## РАБОЧЕЕ ЗАДАНИЕ A
Выпишите из текста об этапе заключенных фрагмент между словами «Там уже корабль» и «очень хорошо помогали.» включительно.
## РАБОЧЕЕ ЗАДАНИЕ B
Определите, соответствуют ли тексту об этапе заключенных утверждения (i), (ii) и (iii). На каждое ответьте «да» или «нет» и приведите точную цитату из текста, которая это решает.
(i) На окнах барака были решетки.
(ii) Путь до Магадана занял не меньше восьми суток.
(iii) Среди врачей были вольнонаемные.
## РАБОЧЕЕ ЗАДАНИЕ C
Ответьте по тексту об этапе заключенных, на какой высоте от земли находилась палуба корабля.

## ТЕКСТ ДЛЯ АНАЛИЗА
>>>

На окнах барака решеток не было, так надзиратели и вольнонаемные стали разбивать стекла и врываться, кто через окна или двери, и выкидывать нас из бараков и били — у многих в руках куски металлических труб были, обернутых газетами, чтобы незаметно так. А когда во двор уже выбросили, то тех, кто в строй не встал, снова трубами били, меня-то ударили еще в бараке, когда с нар вытаскивали. Построили шеренгами по пять человек, кто с мешком стоял, кто с чемоданом, многим головы поколотили, тот руками закрывался. И повели нас строем через весь лагерь к порту.

Там уже корабль ждал, палуба его была метров двенадцать от земли. Стали вызывать нас, зачитывали фамилию, имя, отчество одного и направляли наверх, потом следующего. А там мы по трапу гуськом ползли наверх, держась за натянутые тросы, справа и слева. Погрузка долго шла, пока несколько тысяч заключенных спустили в трюм. До Магадана шли не меньше восьми суток, шторм был до десяти баллов, люди валялись в трюме, от морской болезни кого рвет, кто плачет, кто что. В одном месте параши, здесь оправляются и блюют, в другом месте готовят пищу, в третьем лазарет, кому укол, кому чего. Среди врачей вольнонаемных не было, только заключенные, они нас еще в лагере обслуживали и очень хорошо помогали.

<<<

## ДАННЫЕ УПРАЖНЕНИЯ
>>>

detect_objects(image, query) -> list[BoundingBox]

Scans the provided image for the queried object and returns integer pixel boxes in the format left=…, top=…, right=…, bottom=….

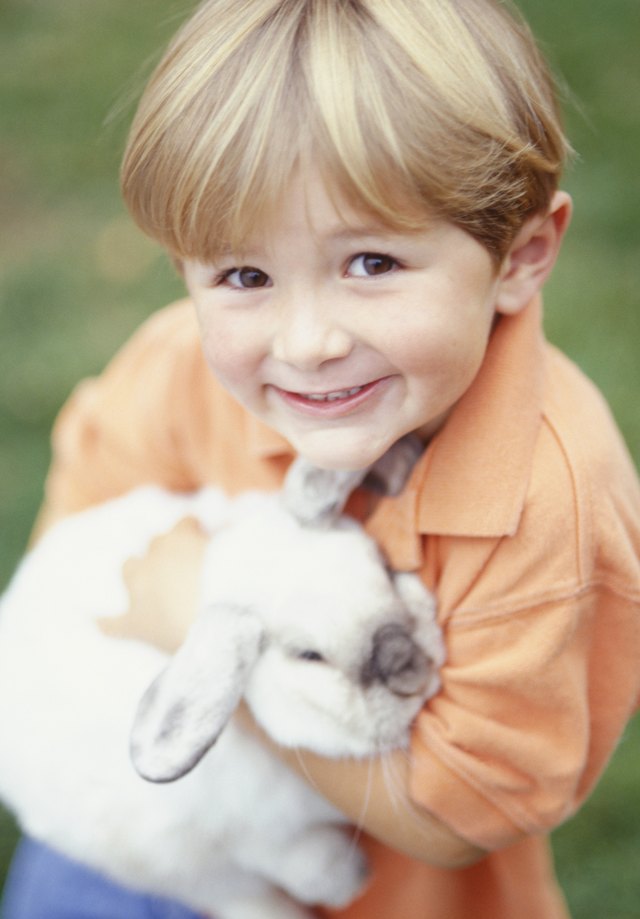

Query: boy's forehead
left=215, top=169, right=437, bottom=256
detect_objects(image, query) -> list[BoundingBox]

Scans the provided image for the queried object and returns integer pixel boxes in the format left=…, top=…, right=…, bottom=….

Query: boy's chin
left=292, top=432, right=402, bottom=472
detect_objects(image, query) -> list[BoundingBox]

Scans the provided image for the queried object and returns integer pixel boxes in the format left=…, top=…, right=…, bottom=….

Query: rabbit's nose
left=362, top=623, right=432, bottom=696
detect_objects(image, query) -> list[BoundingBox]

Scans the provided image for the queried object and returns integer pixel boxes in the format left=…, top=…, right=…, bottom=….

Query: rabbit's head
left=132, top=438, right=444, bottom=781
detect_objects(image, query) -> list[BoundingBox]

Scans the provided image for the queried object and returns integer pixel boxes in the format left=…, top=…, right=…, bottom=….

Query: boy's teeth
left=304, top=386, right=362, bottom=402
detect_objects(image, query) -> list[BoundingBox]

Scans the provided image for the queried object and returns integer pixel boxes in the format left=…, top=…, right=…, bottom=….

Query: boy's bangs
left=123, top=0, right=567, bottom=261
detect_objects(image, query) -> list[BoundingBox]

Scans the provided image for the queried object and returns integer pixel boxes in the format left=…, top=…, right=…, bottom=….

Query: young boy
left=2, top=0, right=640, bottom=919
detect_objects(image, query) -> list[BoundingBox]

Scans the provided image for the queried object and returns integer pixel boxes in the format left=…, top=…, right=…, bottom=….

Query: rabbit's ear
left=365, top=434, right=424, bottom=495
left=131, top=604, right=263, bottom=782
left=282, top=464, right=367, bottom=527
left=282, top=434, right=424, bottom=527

<<<
>>>

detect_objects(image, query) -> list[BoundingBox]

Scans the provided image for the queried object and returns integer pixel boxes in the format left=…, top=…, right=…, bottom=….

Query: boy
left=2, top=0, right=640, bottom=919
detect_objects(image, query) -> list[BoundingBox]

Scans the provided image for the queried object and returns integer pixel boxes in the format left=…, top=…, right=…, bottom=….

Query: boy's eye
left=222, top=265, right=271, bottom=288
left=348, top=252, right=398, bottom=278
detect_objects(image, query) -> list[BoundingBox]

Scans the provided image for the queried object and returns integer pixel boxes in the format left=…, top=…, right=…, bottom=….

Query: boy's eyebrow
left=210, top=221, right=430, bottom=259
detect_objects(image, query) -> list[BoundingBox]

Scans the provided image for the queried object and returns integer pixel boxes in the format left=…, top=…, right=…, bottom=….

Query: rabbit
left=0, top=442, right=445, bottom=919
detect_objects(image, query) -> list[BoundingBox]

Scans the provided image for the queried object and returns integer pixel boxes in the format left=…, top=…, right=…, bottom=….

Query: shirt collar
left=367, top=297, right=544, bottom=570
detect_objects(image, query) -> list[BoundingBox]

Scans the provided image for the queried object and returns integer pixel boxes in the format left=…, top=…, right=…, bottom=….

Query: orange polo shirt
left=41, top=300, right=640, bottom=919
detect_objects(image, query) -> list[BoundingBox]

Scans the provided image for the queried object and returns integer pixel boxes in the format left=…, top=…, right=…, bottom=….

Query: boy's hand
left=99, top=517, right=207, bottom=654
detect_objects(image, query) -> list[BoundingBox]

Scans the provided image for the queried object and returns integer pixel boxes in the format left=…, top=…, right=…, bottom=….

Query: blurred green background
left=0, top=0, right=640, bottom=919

<<<

## ИТОГОВЫЙ ОТВЕТ A
Там уже корабль ждал, палуба его была метров двенадцать от земли. Стали вызывать нас, зачитывали фамилию, имя, отчество одного и направляли наверх, потом следующего. А там мы по трапу гуськом ползли наверх, держась за натянутые тросы, справа и слева. Погрузка долго шла, пока несколько тысяч заключенных спустили в трюм. До Магадана шли не меньше восьми суток, шторм был до десяти баллов, люди валялись в трюме, от морской болезни кого рвет, кто плачет, кто что. В одном месте параши, здесь оправляются и блюют, в другом месте готовят пищу, в третьем лазарет, кому укол, кому чего. Среди врачей вольнонаемных не было, только заключенные, они нас еще в лагере обслуживали и очень хорошо помогали.

## ИТОГОВЫЙ ОТВЕТ B
(i) Нет: «На окнах барака решеток не было».
(ii) Да: «До Магадана шли не меньше восьми суток».
(iii) Нет: «Среди врачей вольнонаемных не было, только заключенные».

## ИТОГОВЫЙ ОТВЕТ C
Около двенадцати метров.